■ SHORT TASK
List every line in the rows below that contains the word "fern", copying each line in full.

************

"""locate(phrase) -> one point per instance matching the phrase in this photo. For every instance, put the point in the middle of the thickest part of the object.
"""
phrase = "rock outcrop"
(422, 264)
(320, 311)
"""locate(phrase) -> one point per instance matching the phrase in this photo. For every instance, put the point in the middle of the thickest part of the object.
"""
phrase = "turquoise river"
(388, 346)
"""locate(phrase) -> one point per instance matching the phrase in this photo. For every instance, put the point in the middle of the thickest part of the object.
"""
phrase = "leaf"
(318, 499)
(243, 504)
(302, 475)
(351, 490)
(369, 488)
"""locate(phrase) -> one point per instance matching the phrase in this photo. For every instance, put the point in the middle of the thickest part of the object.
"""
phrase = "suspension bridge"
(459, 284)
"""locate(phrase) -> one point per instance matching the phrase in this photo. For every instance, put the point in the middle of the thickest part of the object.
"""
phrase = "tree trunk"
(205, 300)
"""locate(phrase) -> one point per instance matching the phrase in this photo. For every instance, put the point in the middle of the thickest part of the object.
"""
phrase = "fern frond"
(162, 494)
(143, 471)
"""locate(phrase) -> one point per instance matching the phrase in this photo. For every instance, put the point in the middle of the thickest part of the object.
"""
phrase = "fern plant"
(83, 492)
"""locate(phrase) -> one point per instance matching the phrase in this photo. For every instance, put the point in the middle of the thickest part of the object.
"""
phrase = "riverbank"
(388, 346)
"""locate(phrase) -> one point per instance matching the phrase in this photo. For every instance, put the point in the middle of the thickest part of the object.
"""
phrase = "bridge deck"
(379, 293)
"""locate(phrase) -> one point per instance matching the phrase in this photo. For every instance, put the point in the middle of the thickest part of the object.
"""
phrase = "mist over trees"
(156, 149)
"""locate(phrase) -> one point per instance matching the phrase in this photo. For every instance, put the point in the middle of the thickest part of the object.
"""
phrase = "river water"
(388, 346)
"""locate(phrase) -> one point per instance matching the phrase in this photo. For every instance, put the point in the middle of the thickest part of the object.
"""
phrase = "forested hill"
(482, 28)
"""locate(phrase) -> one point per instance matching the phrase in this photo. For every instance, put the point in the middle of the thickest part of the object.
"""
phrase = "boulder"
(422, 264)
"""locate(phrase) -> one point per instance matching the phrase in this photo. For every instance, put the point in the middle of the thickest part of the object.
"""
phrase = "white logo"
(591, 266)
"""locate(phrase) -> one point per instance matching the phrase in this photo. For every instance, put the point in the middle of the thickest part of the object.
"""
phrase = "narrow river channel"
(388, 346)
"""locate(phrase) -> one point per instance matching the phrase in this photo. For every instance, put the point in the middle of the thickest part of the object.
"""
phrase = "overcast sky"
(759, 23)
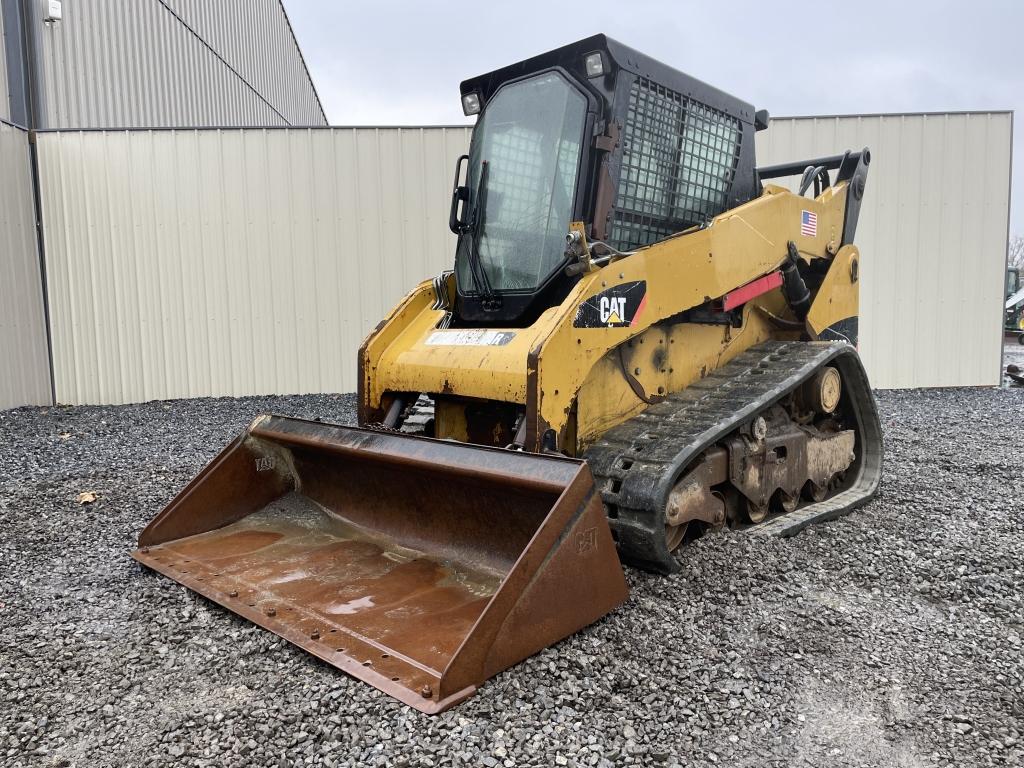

************

■ FINISHED TASK
phrase = "fern frond"
phrase = "fern plant"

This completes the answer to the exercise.